● **EXERCISE INSTRUCTIONS**: Update everything from the line containing "Objective — for every instance of the white" down to the line containing "[[11, 156]]" by changing "dresser" to "cabinet", keeping all else the same. Give back only those lines.

Excerpts of location labeling data

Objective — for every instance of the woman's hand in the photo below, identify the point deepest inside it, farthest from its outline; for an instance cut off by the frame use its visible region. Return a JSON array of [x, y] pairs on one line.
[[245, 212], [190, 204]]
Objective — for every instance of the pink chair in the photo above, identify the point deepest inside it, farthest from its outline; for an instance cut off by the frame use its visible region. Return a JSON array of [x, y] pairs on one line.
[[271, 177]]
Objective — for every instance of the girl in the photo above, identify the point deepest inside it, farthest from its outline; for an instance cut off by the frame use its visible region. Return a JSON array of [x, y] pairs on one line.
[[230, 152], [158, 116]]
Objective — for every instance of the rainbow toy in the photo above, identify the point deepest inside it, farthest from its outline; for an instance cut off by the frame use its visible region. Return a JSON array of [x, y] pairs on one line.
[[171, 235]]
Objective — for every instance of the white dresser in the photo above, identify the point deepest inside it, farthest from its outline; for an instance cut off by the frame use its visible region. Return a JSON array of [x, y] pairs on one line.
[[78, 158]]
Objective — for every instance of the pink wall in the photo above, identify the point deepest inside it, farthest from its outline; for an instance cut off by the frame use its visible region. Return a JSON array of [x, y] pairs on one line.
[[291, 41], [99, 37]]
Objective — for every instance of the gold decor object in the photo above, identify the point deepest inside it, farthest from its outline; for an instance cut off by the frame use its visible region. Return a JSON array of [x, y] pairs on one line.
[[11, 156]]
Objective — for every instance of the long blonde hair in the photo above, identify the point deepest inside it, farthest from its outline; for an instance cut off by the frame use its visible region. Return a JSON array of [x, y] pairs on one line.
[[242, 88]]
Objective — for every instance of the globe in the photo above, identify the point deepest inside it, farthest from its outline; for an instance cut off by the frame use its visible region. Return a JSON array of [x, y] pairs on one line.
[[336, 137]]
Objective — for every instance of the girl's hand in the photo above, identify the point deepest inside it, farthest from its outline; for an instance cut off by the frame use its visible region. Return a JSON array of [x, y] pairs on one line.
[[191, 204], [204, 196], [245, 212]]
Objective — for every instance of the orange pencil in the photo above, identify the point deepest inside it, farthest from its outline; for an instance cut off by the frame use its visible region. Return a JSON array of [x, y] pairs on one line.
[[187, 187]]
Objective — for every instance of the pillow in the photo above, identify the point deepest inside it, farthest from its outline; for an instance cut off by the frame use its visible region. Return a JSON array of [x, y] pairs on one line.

● **RESPONSE TO THE EXERCISE**:
Objective — for every instance of the white cabinet in the photo above, identify the point deepest inside it, farthest from its outline; for an instance cut off by the frame use its visible region. Return a JSON array of [x, y] pairs on one line.
[[78, 158]]
Objective — for every instance of the pink wall in the photo above, identify the point deepest inside it, farthest from its outline; for an instance cut off by the frame use its visible region. Return a JSON array of [x, y] pairs on one line.
[[291, 41], [99, 37]]
Objective — for every instance of the gold decor object in the photo above, identify the point deepest inside it, farthest from its outline; for an instance cut off by the frame use its visible region. Return a JSON array of [x, y] pairs on one line.
[[11, 156]]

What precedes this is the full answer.